### Texte présenté
Cette phase de préparation des soins implique aussi de prendre des contacts avec l’extérieur (CMP environnants, hôpitaux de jour). Bien entendu tout ne peut pas se faire à l’intérieur de l’établissement, à la fois pour des raisons de temps et parce que pour certains adolescents il est nécessaire de dissocier lieu de soins et lieu d’apprentissages ou de se mettre à plusieurs institutions pour les prendre en charge.
Passée la phase de préparation des soins, le travail psychothérapique proprement dit peut commencer pour les « nouveaux » (il a été repris dès la rentrée pour les anciens).
Il va de soi cependant que la fonction de psychologue « généraliste » de l’institution qui implique un travail et des décisions dans la réalité (ne serait-ce que les admissions et les sorties) n’est pas forcément compatible avec un travail psychothérapique. Il ne peut assurer une cure psychanalytique mais peut apporter un soutien psychologique au travers de séquences de durée variable, d’entretiens. Les cas nécessitant un cadre thérapeutique plus strict sont adressés au psychothérapeute ou à l’extérieur.
Le travail institutionnel
Il consiste à veiller à la maintenance de l’institution afin qu’elle reste performante et concurrentielle (même dans ce secteur il faut en tenir compte !!!) en initiant par exemple de nouveaux outils ou techniques, mais aussi de veiller avec le médecin psychiatre à la cohérence du discours et du fonctionnement institutionnel, afin que les jeunes puissent en retirer le maximum de bénéfices. Il s’agit de faire en sorte que l’établissement prenne soin des enfants et des adolescents, en particulier de ceux qui ne sont pas accessibles à un soin psychothérapique direct par défaut de capacité d’élaboration.
Ce travail de maintien de la cohérence de l’institution n’a de sens que s’il est lié à un travail de proximité avec les personnels qu’il faut soutenir dans leurs relations quotidiennes et éprouvantes à des jeunes perturbés. Cela se fait dans le cadre de réunions catégorielles (par exemple réunions d’éducateurs) ou interdisciplinaires où l’on essaye de donner du sens aux propos et comportements des jeunes rapportés par les personnels.
Le travail avec les familles
Il ne s’agit évidemment pas d’un travail psychothérapique direct, la mission de l’établissement étant de soigner prioritairement l’enfant. Mais si on ne peut pas prendre en charge la famille, il est toutefois indispensable de la rencontrer assez régulièrement. D’abord pour repérer la place qu’occupe l’enfant dans le psychisme familial, comprendre la nature des liens et l’investissement ou l’absence d’investissement dont il est l’objet, et tenir les parents au courant du travail thérapeutique mené pour leur enfant.

### Problème
D'après le texte présenté, pourquoi les soins ne peuvent-ils pas tous se faire à l'intérieur de l'établissement ?

### Données étudiées
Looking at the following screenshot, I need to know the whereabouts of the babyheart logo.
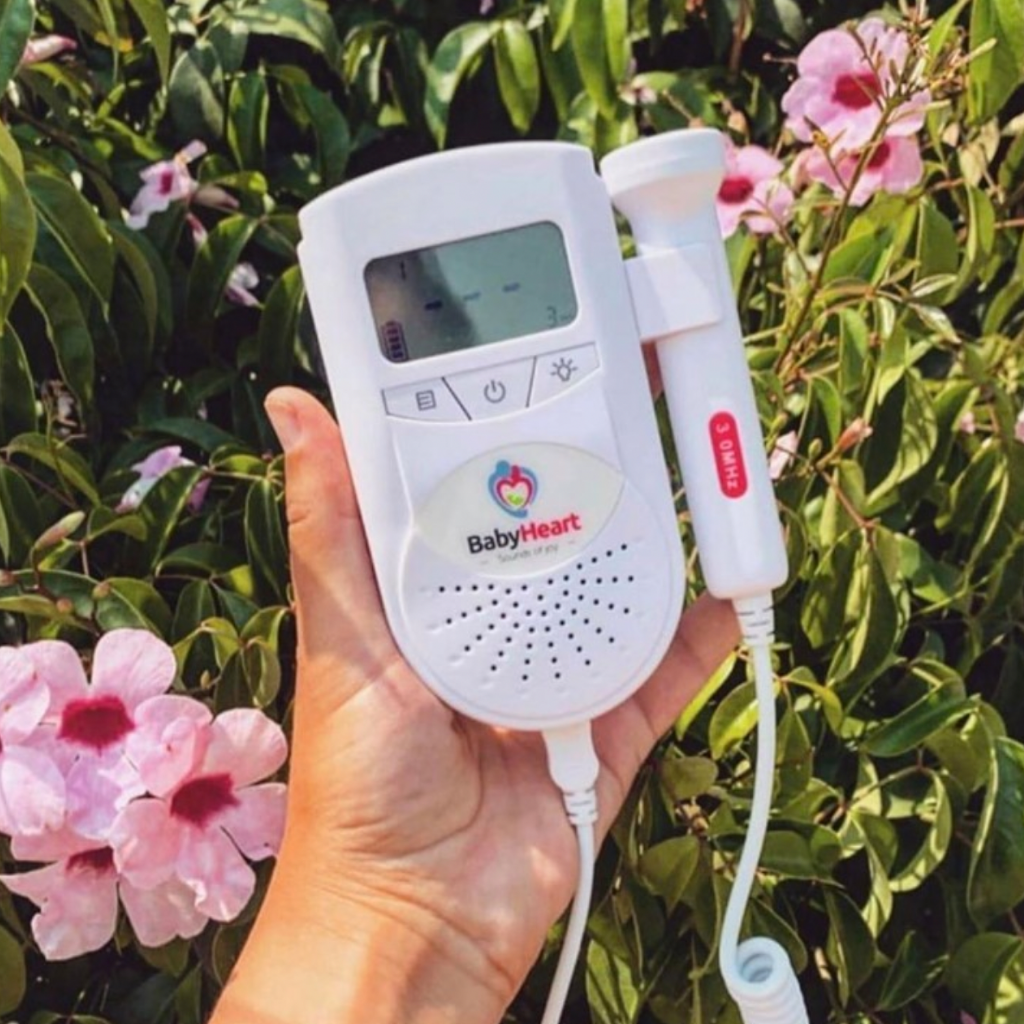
[487,459,537,519]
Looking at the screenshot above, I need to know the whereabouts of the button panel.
[529,345,598,406]
[384,343,600,423]
[384,377,469,423]
[444,359,534,420]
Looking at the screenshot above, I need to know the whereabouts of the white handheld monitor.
[300,142,684,730]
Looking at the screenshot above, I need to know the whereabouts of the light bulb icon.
[551,355,577,384]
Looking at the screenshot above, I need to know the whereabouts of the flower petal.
[110,800,183,889]
[2,863,118,961]
[203,708,288,790]
[0,746,66,836]
[177,827,256,921]
[92,630,176,714]
[125,694,213,797]
[0,647,50,743]
[219,782,288,860]
[67,756,145,842]
[18,640,89,721]
[121,879,209,949]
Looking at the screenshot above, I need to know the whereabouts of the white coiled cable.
[718,597,809,1024]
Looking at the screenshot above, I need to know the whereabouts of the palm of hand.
[272,391,736,999]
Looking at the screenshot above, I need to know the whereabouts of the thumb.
[265,387,395,711]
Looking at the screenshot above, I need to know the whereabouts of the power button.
[444,359,534,420]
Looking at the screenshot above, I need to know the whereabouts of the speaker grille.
[404,483,678,719]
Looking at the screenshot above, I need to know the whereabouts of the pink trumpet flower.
[0,647,67,836]
[117,444,210,512]
[0,843,207,961]
[782,17,931,152]
[128,139,239,228]
[797,135,925,206]
[20,630,176,841]
[111,709,287,921]
[715,139,793,239]
[20,35,78,68]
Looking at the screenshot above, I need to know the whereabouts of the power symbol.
[483,381,507,406]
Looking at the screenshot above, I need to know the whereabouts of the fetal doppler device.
[299,129,807,1024]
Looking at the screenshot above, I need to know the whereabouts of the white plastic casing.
[601,129,787,600]
[299,142,684,730]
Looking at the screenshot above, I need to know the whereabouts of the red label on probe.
[709,413,746,498]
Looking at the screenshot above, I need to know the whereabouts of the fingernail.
[265,398,302,453]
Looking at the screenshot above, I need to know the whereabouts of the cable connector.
[544,722,601,827]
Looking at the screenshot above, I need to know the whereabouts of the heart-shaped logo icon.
[487,460,537,519]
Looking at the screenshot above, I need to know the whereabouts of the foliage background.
[0,0,1024,1024]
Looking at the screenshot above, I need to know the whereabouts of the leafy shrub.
[0,0,1024,1024]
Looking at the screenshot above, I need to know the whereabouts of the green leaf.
[26,173,114,308]
[874,932,949,1010]
[822,888,874,1005]
[138,466,203,572]
[257,266,306,384]
[572,0,618,118]
[185,213,259,338]
[292,85,352,187]
[227,0,343,67]
[587,942,640,1024]
[602,0,631,85]
[0,324,36,444]
[167,39,224,142]
[424,22,501,148]
[495,18,541,135]
[967,736,1024,928]
[800,531,860,647]
[639,836,700,912]
[0,0,36,94]
[863,687,973,758]
[95,577,172,637]
[7,434,100,505]
[548,0,577,50]
[708,683,758,761]
[245,480,288,602]
[0,140,36,321]
[227,72,270,169]
[968,0,1024,122]
[946,932,1024,1024]
[0,929,26,1014]
[128,0,171,83]
[26,263,95,415]
[886,769,953,893]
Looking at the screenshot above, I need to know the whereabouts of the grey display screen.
[365,222,579,362]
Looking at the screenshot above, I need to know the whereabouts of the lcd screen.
[366,223,578,362]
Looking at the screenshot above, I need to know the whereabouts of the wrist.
[210,835,514,1024]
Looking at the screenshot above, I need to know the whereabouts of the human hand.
[213,388,738,1024]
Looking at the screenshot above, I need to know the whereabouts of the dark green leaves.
[495,19,541,133]
[968,737,1024,927]
[424,22,500,148]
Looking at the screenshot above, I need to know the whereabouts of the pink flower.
[0,647,67,836]
[185,213,259,306]
[117,444,210,512]
[715,139,793,239]
[22,35,78,68]
[768,430,800,480]
[128,139,239,228]
[111,709,288,921]
[0,842,207,961]
[782,17,931,151]
[798,135,925,206]
[20,630,175,842]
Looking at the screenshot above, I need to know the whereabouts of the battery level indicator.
[381,321,409,362]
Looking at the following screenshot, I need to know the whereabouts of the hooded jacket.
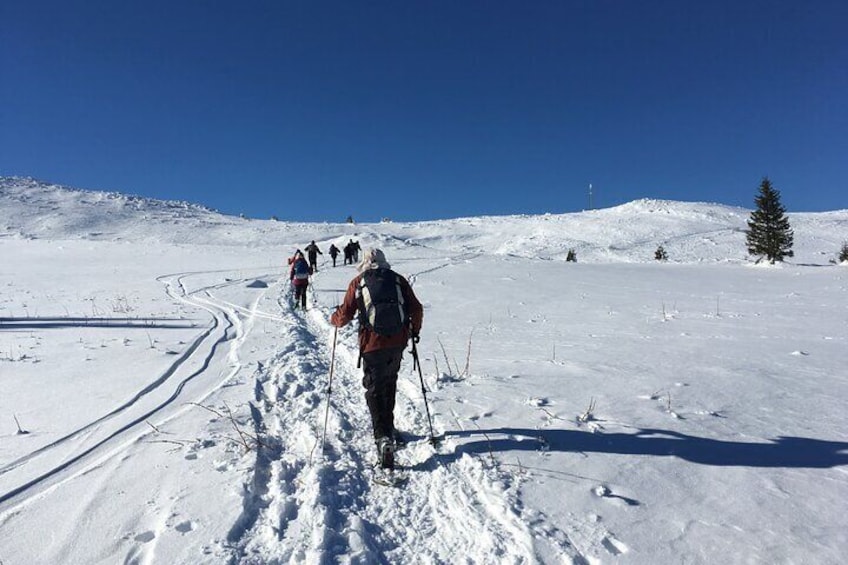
[330,249,424,353]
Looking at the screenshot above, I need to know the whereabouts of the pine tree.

### Solution ci-dessous
Il y a deux raisons. D'une part, le temps manque. D'autre part, pour certains adolescents, il est nécessaire de dissocier le lieu de soins du lieu d'apprentissages, ou de faire appel à plusieurs institutions pour les prendre en charge.